### Your tasks:
**A.** Decide whether each statement agrees with the passage on grid layouts. Answer yes or no for each one, and quote the deciding words from the passage. (i) The displacement vectors start straight at the grid geographies and curve towards the real geographies. (ii) The odvis package is installed from GitHub with devtools. (iii) The displacement vectors connect the centroid of each ward in Leicestershire in real and grid space.
**B.** In the passage on grid layouts, which function generates the control points?
**C.** Translate this sentence from the passage on grid layouts into French: "When evaluating different layout solutions, you may wish to encode explicitly the geographic distortion introduced by grid layouts."

### Source passage:
**********

Below we plot the gridded sf object using ggplot2
’s geom_sf
geom.
grid |>
left_join(solution) |>
mutate(is_alloc = !is.na(ward_name)) |>
ggplot() +
geom_sf(fill = "transparent", colour = "#EEEEEE", linewidth = .6) +
geom_text(aes(x = x, y = y, label = str_extract(ward_name, "^.{3}")), size = 4, colour = "#451C14")
Show displacement vectors with
odvis::get_trajectory()
When evaluating different layout solutions, you may wish to encode
explicitly the geographic distortion introduced by grid layouts. In the
example, displacement vectors are drawn connecting the centroid of each
ward in Leicestershire in real and grid space. Note
that the vectors start straight at the real (origin) geographies and
curve towards the grid (destination) geographies. This is achieved with
get_trajectory()
from odvis
, a package
providing helper functions for parameterising flow maps in gglot2.
First install odvis
.
# install.packages("devtools")
devtools::install_github("rogerbeecham/odvis")
Next combine the grid
and leics_wards
(real
geography) objects into a single simple features data frame.
leics_geogs <- bind_rows(
leics_wards |> mutate(type = "real") |> select(ward_name, x = easting, y = northing, type),
gridmap |> left_join(solution) |> mutate(type = "grid") |> select(ward_name, x, y, type, geometry = geom)
)
Both the origin (real) and destination (grid) locations are contained
in the merged leics_wards
dataset. Control points, which
affect the path of the vectors so that they curve towards the
destination, are generated using odvis::get_trajectory()

**********

### Material provided:
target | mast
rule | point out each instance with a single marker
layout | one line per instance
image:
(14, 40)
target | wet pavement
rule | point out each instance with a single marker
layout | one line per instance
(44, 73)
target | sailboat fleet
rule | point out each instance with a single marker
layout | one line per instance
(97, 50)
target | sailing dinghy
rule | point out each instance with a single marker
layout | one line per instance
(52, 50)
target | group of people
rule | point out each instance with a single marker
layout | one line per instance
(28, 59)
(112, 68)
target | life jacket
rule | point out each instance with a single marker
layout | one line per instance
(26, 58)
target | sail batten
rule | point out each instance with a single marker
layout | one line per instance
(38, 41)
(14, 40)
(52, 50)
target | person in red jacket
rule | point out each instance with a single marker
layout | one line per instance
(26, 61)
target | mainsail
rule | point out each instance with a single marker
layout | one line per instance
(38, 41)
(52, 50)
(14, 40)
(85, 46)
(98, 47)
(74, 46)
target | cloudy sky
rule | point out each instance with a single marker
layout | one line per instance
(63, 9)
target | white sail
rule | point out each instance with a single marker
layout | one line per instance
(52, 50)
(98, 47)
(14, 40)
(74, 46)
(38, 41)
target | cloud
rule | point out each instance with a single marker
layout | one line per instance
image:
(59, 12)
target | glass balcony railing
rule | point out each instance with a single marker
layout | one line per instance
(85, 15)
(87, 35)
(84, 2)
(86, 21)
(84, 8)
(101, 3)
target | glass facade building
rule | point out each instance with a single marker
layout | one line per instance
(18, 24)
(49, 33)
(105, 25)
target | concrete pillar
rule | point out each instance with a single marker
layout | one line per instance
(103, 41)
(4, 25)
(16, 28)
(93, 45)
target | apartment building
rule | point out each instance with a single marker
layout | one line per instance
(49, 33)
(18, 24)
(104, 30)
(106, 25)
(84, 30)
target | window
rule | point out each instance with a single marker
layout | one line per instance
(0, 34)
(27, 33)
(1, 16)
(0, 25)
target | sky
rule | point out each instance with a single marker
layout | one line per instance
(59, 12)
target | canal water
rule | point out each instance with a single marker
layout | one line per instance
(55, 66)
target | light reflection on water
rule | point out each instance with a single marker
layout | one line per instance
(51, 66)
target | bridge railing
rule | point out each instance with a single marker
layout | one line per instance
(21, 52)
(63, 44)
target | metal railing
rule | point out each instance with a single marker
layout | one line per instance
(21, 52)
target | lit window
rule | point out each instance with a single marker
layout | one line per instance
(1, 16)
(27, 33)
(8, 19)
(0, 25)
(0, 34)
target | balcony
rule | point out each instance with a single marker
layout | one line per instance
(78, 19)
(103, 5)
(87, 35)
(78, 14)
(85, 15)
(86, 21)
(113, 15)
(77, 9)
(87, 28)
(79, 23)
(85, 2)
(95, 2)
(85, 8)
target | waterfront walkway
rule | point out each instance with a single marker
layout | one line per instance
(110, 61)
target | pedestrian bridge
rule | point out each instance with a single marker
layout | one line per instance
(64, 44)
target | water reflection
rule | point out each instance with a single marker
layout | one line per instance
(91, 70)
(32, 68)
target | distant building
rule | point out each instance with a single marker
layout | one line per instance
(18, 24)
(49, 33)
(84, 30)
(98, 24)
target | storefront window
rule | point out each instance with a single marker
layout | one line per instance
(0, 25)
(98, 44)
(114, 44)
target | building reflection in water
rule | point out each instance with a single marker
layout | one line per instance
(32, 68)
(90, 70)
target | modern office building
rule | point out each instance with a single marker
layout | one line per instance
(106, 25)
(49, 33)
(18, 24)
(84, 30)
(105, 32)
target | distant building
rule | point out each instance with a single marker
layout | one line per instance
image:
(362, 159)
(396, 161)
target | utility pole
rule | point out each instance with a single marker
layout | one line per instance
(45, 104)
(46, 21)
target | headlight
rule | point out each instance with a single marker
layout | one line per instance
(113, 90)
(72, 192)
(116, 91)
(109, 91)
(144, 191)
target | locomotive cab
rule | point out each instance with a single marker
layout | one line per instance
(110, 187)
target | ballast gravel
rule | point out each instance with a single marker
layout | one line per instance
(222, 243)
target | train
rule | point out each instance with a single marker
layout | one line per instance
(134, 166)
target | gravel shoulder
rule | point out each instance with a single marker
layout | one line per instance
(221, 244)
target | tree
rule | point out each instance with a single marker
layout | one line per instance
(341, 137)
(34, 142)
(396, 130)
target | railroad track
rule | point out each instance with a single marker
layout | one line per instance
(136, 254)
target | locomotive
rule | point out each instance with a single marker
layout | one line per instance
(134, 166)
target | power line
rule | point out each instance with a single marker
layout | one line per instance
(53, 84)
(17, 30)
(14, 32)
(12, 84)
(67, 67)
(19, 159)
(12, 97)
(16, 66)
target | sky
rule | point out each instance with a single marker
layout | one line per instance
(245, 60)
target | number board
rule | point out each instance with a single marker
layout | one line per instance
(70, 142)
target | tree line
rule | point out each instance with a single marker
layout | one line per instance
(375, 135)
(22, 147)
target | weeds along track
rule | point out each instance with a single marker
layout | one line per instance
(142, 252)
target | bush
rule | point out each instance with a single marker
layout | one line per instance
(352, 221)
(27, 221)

**********

### Set of answers:
**A.**
(i) No: "the vectors start straight at the real (origin) geographies and curve towards the grid (destination) geographies"
(ii) Yes: "devtools::install_github("rogerbeecham/odvis")"
(iii) Yes: "displacement vectors are drawn connecting the centroid of each ward in Leicestershire in real and grid space"

**B.** odvis::get_trajectory()

**C.** Lorsque vous évaluez différentes solutions de disposition, vous pouvez souhaiter représenter explicitement la distorsion géographique introduite par les dispositions en grille.